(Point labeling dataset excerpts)
(begin)

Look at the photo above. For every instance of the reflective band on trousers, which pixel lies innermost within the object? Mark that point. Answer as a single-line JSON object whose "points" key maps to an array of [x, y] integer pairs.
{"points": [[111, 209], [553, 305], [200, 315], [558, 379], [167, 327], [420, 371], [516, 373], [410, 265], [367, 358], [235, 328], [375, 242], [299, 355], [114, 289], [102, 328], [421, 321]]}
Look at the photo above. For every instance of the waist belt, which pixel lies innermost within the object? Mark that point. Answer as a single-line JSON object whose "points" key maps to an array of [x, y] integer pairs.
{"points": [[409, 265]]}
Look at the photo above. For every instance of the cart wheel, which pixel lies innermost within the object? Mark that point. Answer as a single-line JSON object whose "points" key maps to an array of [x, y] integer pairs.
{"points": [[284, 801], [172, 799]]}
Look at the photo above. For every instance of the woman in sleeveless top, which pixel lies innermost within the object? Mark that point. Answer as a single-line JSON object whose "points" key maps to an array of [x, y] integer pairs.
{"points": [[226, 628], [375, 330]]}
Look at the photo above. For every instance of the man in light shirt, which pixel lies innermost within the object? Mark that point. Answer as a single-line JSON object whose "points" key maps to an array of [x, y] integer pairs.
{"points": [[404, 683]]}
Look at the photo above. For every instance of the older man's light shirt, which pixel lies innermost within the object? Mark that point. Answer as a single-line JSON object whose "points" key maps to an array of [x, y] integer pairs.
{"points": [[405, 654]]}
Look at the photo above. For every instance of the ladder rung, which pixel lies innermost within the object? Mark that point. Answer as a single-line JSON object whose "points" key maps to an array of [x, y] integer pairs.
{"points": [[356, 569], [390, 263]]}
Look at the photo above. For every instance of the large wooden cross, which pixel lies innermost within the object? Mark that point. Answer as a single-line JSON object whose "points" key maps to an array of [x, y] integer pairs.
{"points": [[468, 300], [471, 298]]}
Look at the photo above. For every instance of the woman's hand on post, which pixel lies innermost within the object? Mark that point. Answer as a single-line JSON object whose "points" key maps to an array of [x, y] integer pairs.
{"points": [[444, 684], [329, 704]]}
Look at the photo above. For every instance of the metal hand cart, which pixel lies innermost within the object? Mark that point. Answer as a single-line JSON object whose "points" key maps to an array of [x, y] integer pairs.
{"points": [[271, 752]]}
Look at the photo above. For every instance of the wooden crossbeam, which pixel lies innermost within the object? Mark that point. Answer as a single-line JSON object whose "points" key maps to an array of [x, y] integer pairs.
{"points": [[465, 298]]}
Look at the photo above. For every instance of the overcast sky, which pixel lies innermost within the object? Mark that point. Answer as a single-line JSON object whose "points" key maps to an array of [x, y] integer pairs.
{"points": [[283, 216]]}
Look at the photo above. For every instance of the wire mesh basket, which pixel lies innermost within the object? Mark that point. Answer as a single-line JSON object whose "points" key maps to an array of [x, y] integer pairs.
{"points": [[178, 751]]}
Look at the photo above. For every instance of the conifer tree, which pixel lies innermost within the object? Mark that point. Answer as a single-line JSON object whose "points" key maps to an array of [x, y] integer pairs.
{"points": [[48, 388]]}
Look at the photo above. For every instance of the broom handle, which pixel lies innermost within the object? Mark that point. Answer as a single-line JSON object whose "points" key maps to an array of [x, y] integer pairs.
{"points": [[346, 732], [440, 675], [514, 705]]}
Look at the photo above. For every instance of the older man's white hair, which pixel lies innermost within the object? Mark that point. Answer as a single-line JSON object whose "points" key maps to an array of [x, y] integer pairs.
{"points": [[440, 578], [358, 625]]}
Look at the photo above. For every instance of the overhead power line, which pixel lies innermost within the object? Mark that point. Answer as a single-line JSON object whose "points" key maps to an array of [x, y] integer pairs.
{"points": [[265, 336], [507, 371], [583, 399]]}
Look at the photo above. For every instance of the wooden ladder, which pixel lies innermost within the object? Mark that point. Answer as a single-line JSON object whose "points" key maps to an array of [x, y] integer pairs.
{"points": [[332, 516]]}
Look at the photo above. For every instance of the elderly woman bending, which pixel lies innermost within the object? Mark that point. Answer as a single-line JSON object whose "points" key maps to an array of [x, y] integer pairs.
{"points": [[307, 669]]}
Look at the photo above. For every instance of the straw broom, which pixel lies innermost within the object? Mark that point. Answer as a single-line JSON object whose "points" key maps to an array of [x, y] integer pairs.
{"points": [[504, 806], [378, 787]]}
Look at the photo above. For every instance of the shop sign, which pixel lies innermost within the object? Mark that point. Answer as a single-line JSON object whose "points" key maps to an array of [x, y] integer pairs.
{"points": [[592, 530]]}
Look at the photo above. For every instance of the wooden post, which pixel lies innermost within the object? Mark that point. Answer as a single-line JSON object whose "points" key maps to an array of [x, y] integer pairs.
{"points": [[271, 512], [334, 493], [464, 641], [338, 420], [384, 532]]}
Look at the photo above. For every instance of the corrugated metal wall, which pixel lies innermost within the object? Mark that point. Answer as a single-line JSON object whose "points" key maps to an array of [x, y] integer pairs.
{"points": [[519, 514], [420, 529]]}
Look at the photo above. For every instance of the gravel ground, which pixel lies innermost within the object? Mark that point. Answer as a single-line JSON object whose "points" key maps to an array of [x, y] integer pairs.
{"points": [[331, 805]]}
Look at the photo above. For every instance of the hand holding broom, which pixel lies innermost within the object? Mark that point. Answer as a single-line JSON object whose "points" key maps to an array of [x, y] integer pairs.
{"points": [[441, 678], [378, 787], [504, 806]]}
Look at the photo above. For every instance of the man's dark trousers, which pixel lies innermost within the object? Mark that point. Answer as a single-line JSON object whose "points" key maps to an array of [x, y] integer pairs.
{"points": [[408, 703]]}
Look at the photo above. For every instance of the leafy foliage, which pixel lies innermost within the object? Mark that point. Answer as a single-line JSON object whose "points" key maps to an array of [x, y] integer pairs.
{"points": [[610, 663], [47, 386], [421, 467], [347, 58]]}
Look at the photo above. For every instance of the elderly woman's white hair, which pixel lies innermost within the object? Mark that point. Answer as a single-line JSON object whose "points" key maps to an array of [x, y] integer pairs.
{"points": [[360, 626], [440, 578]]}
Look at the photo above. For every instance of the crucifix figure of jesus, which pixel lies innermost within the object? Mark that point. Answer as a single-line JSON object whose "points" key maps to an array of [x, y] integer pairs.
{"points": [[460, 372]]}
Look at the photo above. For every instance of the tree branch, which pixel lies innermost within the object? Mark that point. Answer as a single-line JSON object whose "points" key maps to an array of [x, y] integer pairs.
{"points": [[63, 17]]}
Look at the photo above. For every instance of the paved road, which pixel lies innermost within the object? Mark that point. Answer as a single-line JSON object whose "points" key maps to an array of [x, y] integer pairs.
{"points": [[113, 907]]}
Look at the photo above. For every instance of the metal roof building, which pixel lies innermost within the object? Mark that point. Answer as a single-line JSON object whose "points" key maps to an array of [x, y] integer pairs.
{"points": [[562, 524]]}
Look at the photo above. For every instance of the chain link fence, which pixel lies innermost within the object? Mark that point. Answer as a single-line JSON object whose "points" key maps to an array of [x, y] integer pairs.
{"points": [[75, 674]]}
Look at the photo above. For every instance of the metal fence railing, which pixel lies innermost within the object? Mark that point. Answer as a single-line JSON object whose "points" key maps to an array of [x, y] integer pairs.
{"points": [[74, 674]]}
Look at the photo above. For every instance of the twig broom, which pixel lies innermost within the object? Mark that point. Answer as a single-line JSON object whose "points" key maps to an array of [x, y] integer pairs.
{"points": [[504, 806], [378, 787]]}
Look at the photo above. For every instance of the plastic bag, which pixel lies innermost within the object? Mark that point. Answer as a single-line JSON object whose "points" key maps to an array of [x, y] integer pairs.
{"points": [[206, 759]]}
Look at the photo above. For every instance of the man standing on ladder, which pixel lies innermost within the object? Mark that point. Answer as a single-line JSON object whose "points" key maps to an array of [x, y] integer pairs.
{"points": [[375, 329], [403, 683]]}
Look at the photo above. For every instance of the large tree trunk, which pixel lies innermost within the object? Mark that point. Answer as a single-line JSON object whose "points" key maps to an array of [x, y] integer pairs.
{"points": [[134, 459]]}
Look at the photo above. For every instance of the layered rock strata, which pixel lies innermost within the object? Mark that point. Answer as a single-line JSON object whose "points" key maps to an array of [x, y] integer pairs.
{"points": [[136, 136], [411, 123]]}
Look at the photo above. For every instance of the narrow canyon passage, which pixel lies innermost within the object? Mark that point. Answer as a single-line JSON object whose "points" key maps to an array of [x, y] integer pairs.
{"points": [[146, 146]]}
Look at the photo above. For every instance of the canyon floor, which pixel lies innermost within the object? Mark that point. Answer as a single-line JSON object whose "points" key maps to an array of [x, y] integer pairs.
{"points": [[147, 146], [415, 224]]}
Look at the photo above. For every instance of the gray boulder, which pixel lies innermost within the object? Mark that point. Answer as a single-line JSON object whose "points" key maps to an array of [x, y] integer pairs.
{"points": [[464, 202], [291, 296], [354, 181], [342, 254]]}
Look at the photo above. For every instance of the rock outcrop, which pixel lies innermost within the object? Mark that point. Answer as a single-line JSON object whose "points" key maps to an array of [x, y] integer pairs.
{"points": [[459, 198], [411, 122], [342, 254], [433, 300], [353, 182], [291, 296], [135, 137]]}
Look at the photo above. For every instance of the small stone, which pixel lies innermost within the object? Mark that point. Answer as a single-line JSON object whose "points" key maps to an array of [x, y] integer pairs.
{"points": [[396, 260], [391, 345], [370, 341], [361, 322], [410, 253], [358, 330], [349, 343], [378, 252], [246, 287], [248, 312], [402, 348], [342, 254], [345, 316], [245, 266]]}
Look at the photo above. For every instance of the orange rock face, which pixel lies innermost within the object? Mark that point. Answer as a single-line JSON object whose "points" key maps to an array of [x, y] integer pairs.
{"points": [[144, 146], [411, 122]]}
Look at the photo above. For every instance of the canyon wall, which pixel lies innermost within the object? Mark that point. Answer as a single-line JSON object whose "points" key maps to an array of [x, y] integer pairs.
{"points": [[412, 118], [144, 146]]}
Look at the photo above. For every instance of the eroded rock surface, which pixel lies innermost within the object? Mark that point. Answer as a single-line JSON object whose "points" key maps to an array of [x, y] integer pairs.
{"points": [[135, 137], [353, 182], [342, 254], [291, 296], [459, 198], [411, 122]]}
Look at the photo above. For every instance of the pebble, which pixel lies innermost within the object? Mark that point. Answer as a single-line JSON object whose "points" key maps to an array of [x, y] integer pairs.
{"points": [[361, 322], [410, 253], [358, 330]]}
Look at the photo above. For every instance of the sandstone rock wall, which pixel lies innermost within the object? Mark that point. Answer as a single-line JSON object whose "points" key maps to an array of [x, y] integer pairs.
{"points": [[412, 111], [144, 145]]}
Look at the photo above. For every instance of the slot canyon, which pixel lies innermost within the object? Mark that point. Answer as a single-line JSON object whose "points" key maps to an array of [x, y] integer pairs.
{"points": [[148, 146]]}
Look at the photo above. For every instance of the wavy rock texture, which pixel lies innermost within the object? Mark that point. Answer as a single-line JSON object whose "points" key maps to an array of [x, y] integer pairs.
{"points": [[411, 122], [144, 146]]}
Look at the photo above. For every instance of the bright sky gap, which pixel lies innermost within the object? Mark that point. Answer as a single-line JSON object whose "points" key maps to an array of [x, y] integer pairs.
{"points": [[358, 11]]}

(end)

From the line that contains "Look at the photo above. For every instance of the eroded" down to the last line of the listing above, repeat each line exactly, and include nothing else.

Look at the photo above. For every instance of the eroded rock surface, which pixel lies innermost within the object? Mark that point. Answer as a single-line JSON object whose "points" key maps to an array of [x, y] integer pairs.
{"points": [[135, 137], [353, 182], [342, 254], [291, 296], [459, 198], [411, 122]]}
Look at the photo above. For every instance of the pebble, which pixel lies innermost within the object? Mark that point. Answer as a single-line JSON object whose "points" key maps to an array of [x, y] integer pairs.
{"points": [[361, 322], [410, 253], [358, 330]]}
Look at the photo above. For every instance of the sandstone rock wall, which pixel lies innermost within the object? Mark that point. Answer as a single-line JSON object whose "points" key maps to an array of [x, y] integer pairs.
{"points": [[412, 111], [144, 145]]}
Look at the photo above. For every instance of the slot canyon, which pixel lies innermost within the object? Mark that point. Answer as a single-line JSON object whose "points" key maps to an array of [x, y] integer pairs.
{"points": [[148, 146]]}
Look at the photo above. For every instance of the wavy rock texture, which pixel lies innermost within the object? Mark that point. Answer as a single-line JSON object whose "points" key maps to an array of [x, y] integer pairs.
{"points": [[411, 122], [144, 146]]}
Look at the photo above. For every instance of the bright sky gap, which pixel lies innermost within the object? Mark that point. Answer as a single-line JSON object whose "points" key maps to an array of [x, y] integer pairs.
{"points": [[358, 11]]}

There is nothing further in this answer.